WHAT THIS TASK INVOLVES:
Every line below is to be quoted exactly, with nothing added or dropped.

Items from a dataset:
════════
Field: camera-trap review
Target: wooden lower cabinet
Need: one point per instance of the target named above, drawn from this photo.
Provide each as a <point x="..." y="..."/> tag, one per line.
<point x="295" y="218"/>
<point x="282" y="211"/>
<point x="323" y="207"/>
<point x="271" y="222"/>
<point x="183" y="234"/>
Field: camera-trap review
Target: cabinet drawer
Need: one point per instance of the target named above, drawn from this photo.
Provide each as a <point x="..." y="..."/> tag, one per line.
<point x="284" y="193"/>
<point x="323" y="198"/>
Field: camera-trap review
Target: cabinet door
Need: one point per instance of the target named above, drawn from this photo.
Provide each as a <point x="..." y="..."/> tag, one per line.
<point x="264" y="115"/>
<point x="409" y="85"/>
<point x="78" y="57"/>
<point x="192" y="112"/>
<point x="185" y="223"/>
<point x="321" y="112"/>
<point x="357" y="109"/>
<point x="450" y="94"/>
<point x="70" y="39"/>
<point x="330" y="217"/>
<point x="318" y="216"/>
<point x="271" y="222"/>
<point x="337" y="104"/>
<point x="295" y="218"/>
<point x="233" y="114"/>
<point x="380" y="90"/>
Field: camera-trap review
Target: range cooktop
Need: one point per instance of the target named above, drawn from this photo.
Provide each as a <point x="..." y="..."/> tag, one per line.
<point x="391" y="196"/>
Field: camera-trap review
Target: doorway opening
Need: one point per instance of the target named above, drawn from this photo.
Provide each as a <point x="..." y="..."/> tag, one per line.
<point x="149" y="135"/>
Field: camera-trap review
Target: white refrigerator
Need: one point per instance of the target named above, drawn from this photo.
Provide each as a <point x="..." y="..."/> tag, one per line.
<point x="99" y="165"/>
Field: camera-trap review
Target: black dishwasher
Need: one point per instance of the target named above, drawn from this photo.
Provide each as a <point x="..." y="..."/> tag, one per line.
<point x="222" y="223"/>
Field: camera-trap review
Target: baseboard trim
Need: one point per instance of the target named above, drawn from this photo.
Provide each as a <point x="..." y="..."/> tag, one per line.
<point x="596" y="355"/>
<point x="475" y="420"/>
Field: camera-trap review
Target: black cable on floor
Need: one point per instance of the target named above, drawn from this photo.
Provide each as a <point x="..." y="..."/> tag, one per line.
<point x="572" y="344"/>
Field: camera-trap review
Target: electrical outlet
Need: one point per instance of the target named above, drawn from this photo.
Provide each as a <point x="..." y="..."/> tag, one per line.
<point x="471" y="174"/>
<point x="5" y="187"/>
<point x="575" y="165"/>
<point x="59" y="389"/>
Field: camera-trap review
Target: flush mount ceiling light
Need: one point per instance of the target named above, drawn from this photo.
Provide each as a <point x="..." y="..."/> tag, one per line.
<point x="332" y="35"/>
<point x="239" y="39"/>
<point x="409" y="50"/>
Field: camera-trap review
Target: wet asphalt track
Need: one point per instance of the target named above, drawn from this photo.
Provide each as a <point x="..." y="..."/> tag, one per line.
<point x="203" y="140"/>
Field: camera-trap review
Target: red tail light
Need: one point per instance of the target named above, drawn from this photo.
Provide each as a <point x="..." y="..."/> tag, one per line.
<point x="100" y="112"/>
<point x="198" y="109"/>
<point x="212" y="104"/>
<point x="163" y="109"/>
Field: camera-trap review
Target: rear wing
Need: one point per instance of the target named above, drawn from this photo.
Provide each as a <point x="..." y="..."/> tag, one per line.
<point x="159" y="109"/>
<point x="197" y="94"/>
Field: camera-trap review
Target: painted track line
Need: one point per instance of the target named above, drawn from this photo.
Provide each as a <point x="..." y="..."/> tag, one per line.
════════
ANSWER TO THIS PROBLEM:
Field: camera-trap review
Target: wooden lower cabinet
Need: one point per instance of the target named above, drawn from this photo.
Provide each as a <point x="..." y="..."/> tag, one per line.
<point x="295" y="218"/>
<point x="282" y="211"/>
<point x="323" y="207"/>
<point x="271" y="222"/>
<point x="183" y="234"/>
Field: camera-trap review
Target: cabinet drawer
Need: one point per instance of the target named above, drawn from this photo.
Provide each as a <point x="..." y="..."/> tag, one per line.
<point x="284" y="193"/>
<point x="323" y="198"/>
Field: camera-trap review
Target: cabinet door
Need: one point per instance of the target named above, drawn from this photo.
Provide each as a <point x="..." y="..."/> tag, one per line.
<point x="264" y="115"/>
<point x="409" y="85"/>
<point x="78" y="57"/>
<point x="192" y="112"/>
<point x="185" y="223"/>
<point x="321" y="112"/>
<point x="357" y="109"/>
<point x="450" y="94"/>
<point x="70" y="39"/>
<point x="330" y="217"/>
<point x="318" y="216"/>
<point x="271" y="222"/>
<point x="337" y="104"/>
<point x="295" y="218"/>
<point x="233" y="114"/>
<point x="380" y="90"/>
Field: camera-trap review
Target: range cooktop
Need: one point per instance of the target named above, drawn from this photo.
Provide each as a <point x="..." y="..."/> tag, one per line.
<point x="391" y="196"/>
Field: camera-trap review
Target: doorway opening
Need: one point per instance of the target named above, drawn from this photo.
Provide each as a <point x="..." y="..."/> tag, one per line.
<point x="149" y="135"/>
Field: camera-trap review
Target: white refrigerator
Need: one point per instance of the target named above, drawn from this photo.
Provide each as a <point x="..." y="..."/> tag, one per line.
<point x="99" y="165"/>
Field: camera-trap review
Target: black dishwasher
Need: one point per instance of the target named above, drawn from this photo.
Provide each as a <point x="..." y="..."/> tag, one per line.
<point x="222" y="223"/>
Field: camera-trap review
Target: baseboard trim
Need: one point per instance of the target named above, drawn from this photo.
Provide each as a <point x="..." y="..."/> tag, one per line.
<point x="596" y="355"/>
<point x="475" y="420"/>
Field: camera-trap review
Target: black cable on floor
Need: one point per instance of the target named above, drawn from this photo.
Provide each as a <point x="..." y="..."/> tag, one per line.
<point x="572" y="344"/>
Field: camera-trap review
Target: electrical outlet
Need: one point per instance of the target named above, drawn from this photo.
Provide each as a <point x="..." y="..."/> tag, one per line.
<point x="471" y="174"/>
<point x="5" y="187"/>
<point x="575" y="165"/>
<point x="59" y="389"/>
Field: camera-trap review
Target: flush mount ceiling light
Need: one point per instance of the target named above, drawn from this photo.
Provide each as a <point x="..." y="..."/> tag, one per line.
<point x="332" y="35"/>
<point x="239" y="39"/>
<point x="409" y="50"/>
Field: camera-trap review
Target: wet asphalt track
Need: one point per instance of the target named above, drawn from this photo.
Provide each as a <point x="..." y="..."/> tag, one per line.
<point x="203" y="140"/>
Field: camera-trap review
Target: red tail light
Need: one point per instance of the target named above, drawn from this photo.
Provide each as a <point x="..." y="..."/> tag, one per line.
<point x="100" y="112"/>
<point x="198" y="109"/>
<point x="212" y="104"/>
<point x="163" y="109"/>
Field: camera-trap review
Target: rear wing
Need: one point per instance of the target named above, drawn from this photo.
Provide each as a <point x="..." y="..."/> tag, one per line.
<point x="159" y="109"/>
<point x="197" y="94"/>
Field: camera-trap review
Target: painted track line
Need: one point per instance of the target named above, drawn from this photo.
Provide each as a <point x="..." y="..."/> tag, one per line.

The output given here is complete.